- **EXTRACT**:

-------------------------

Unlike the manual tuning method, the evolutionary algorithm has proven to be feasible and effective for the parameter tuning of various research problems [20,21]. Pigeon-inspired optimization (PIO) was proposed by Duan [22] as a special evolutionary algorithm inspired by pigeon-homing behavior. Because of its easy implementation and fast convergence, PIO has been widely used to search for the optimal values of control parameters [23,24,25]. However, PIO often encounters the local optimum and prematurely converges since the appropriate adjustment of global exploration and local exploitation is not considered. For this reason, sine-powered controlled inertia weights are employed as an adjustment strategy to overcome the local optimum and enhance the global searching capability [26]. This improved pigeon-inspired optimization algorithm is known as SCPIO. Therefore, we utilize SCPIO to simultaneously tune the control parameters of the inner- and outer-loop LADRC controllers for the control subsystem of each channel. Using SCPIO, the developed robust close-formation control system can guarantee robust dynamic and error-bounded stable performance. Furthermore, the developed robust close-formation control system follows the wake vortex model with high estimation accuracy and the nonlinear high-fidelity UAV model, making it more effective and reliable for engineering applications.

The rest of this paper is organized as follows. Section 2 presents the wake vortex model and the six-degrees-of-freedom (6-DOF) nonlinear dynamic model of the trailing UAV under the disturbance of the wake vortex effect. Section 3 introduces the basic principle of the first-order LADRC. The robust close-formation control system with dynamic estimation and compensation is designed using the first-order LADRC in Section 4. The SCPIO algorithm-based control system parameter optimization is described in Section 5. The simulation results are presented in Section 5. Finally, the conclusions are presented in Section 6.

-------------------------

- **SOURCE EXCERPT**:
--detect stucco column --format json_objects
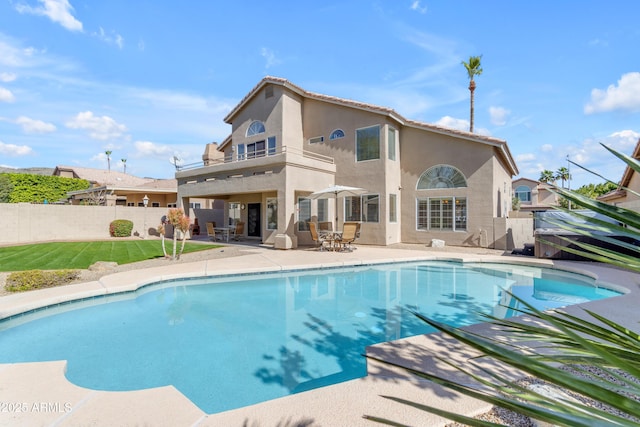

-------------------------

- **PARTS OF THE EXERCISE**:
A – Please copy the passage on UAV close-formation control from "The rest of" to "in Section 6.", without any changes.
B – Continue the passage on UAV close-formation control, starting right after its final sentence.

- **RESULTS FOR THE EXERCISE**:
A –
The rest of this paper is organized as follows. Section 2 presents the wake vortex model and the six-degrees-of-freedom (6-DOF) nonlinear dynamic model of the trailing UAV under the disturbance of the wake vortex effect. Section 3 introduces the basic principle of the first-order LADRC. The robust close-formation control system with dynamic estimation and compensation is designed using the first-order LADRC in Section 4. The SCPIO algorithm-based control system parameter optimization is described in Section 5. The simulation results are presented in Section 5. Finally, the conclusions are presented in Section 6.

B –
2. Close Formation Modeling

In close-formation flight, it is assumed that the leading UAV maintains a level and stable flight path and the trailing UAV is far away from the sweet spot at the beginning. The robust close-formation control system will be implemented in the trailing UAV to steer it to the sweet spot and hold its position, as shown in Figure 1. Under this condition, the model description of the whole formation can be broken down into two separate parts. The first is the wake vortex model, which should be able to accurately describe the velocity field of the wake vortex generated by the leading UAV. The second is the trailing UAV model, which can characterize the dynamics of a UAV affected by the wake vortex.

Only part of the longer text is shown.